Source data.
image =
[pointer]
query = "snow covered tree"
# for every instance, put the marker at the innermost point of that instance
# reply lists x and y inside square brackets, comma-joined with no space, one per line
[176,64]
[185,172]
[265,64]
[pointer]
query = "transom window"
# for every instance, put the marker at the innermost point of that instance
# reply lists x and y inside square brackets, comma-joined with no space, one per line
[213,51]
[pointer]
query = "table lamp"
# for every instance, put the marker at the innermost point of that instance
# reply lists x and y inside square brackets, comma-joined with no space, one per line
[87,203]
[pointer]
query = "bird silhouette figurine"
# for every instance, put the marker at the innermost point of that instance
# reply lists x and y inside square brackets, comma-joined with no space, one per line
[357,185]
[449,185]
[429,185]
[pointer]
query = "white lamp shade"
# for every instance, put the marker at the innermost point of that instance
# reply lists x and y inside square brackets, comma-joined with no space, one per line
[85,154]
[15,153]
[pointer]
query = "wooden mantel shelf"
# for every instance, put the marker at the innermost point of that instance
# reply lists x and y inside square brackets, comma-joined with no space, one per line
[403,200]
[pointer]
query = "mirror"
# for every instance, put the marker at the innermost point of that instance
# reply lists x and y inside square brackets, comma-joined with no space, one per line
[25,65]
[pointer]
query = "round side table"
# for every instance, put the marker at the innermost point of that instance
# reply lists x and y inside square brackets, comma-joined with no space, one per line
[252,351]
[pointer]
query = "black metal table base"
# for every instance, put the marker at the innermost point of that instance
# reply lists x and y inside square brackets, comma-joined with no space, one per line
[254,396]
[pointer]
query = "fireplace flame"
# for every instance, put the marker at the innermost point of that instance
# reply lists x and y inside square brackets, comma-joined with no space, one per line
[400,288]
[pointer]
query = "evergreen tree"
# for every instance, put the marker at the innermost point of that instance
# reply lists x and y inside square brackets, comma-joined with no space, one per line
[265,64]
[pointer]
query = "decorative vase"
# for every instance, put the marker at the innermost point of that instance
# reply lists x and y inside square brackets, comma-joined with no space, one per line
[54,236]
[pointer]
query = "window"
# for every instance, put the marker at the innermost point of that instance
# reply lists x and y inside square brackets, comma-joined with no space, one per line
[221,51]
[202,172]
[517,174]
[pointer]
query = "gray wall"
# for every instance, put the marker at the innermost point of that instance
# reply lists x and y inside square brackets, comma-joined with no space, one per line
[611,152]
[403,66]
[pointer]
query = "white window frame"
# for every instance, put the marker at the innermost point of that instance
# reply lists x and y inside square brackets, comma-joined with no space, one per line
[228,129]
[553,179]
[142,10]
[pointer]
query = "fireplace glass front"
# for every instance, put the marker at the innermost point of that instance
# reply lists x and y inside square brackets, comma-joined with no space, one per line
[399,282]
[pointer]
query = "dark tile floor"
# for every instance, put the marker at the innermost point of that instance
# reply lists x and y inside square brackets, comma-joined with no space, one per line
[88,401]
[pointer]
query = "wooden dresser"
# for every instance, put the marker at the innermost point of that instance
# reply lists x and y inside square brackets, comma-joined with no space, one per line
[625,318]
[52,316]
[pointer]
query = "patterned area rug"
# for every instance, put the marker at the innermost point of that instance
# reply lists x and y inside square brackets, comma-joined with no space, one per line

What you need to do.
In full and verbatim, repeat the records given above.

The response.
image =
[pointer]
query = "snow covered tree"
# for every instance, put the marker at the innermost point of that instance
# reply lists x and y inside square brackets, comma-joined with no space, one per line
[176,64]
[185,172]
[265,64]
[pointer]
query = "transom window"
# for every instance, put the marker at the innermost point of that instance
# reply lists x and y inside square brackets, comma-joined with no space, one per line
[213,51]
[pointer]
query = "table lamp"
# for every instance, put the marker at the innermost point of that instance
# reply lists x and y inside square brackets, comma-joined with no space, one per line
[87,203]
[pointer]
query = "bird silhouette figurine"
# for every instance, put the marker at the innermost point of that instance
# reply lists x and y inside square brackets, comma-joined with no space, one per line
[357,185]
[449,185]
[429,185]
[pointer]
query = "white lamp shade"
# for every instance, put the marker at the innermost point of that instance
# reply lists x and y inside square brackets, comma-joined with no space, one per line
[85,154]
[15,153]
[pointer]
query = "wooden mantel shelf"
# for every instance, put the marker at the innermost point of that instance
# reply lists x and y inside square brackets, comma-joined with no space, one per line
[403,200]
[pointer]
query = "mirror"
# for every instance, put the marker at the innermost point of that instance
# reply lists x and y inside square brackets, comma-joined with no space, one per line
[25,65]
[pointer]
query = "round side table"
# for every instance, put the marker at the innermost point of that instance
# reply lists x and y inside square brackets, comma-joined with no space, one per line
[252,351]
[pointer]
query = "black metal table base"
# for every instance, put the marker at the innermost point of that instance
# reply lists x and y inside square brackets, comma-joined with no space, one per line
[254,396]
[pointer]
query = "fireplace flame"
# for every instance, put the marker at the innermost point of that instance
# reply lists x and y inside square brackets, comma-joined with no space, one per line
[400,288]
[pointer]
query = "evergreen tree"
# for every instance, put the marker at the innermost point of that instance
# reply lists x and y inside square brackets, comma-joined with no space, one per line
[265,64]
[pointer]
query = "decorative vase"
# for every instance, put the marker at the innermost point of that instance
# reply lists x and y inside square brackets, comma-joined with no space, one per line
[54,236]
[pointer]
query = "window"
# for every instance, put the marker at the innermost point of that instance
# reply lists x and y inside square brackets, comma-joined with no space, one per line
[221,51]
[202,172]
[517,174]
[pointer]
query = "gray wall"
# for every instance, put the marker at the innermost point of that instance
# reply lists x and y inside square brackets, comma-joined with no space, one per line
[611,152]
[403,66]
[pointer]
query = "white window frame"
# for every instance, put the marker at the innermost point of that instance
# reply lists x and y inside square brackets, comma-joined with no space, one per line
[228,129]
[553,179]
[142,10]
[pointer]
query = "fireplace glass front"
# for every instance, put the marker at the innermost point of that instance
# reply lists x and y inside square brackets, comma-joined with no space, one per line
[399,282]
[pointer]
query = "dark tile floor"
# for every instance, put the marker at the innermost point of that instance
# reply lists x and y inside square brackets, comma-joined with no space, one per line
[88,401]
[pointer]
query = "wooden dresser"
# for every instance, put the marker at the innermost point of that instance
# reply lists x and y inside square brackets, comma-joined with no space, one per line
[625,318]
[52,316]
[pointer]
query = "patterned area rug"
# for every instance, put the marker at the innermost point of that instance
# reply lists x and y inside square brackets, comma-joined with no space, one per line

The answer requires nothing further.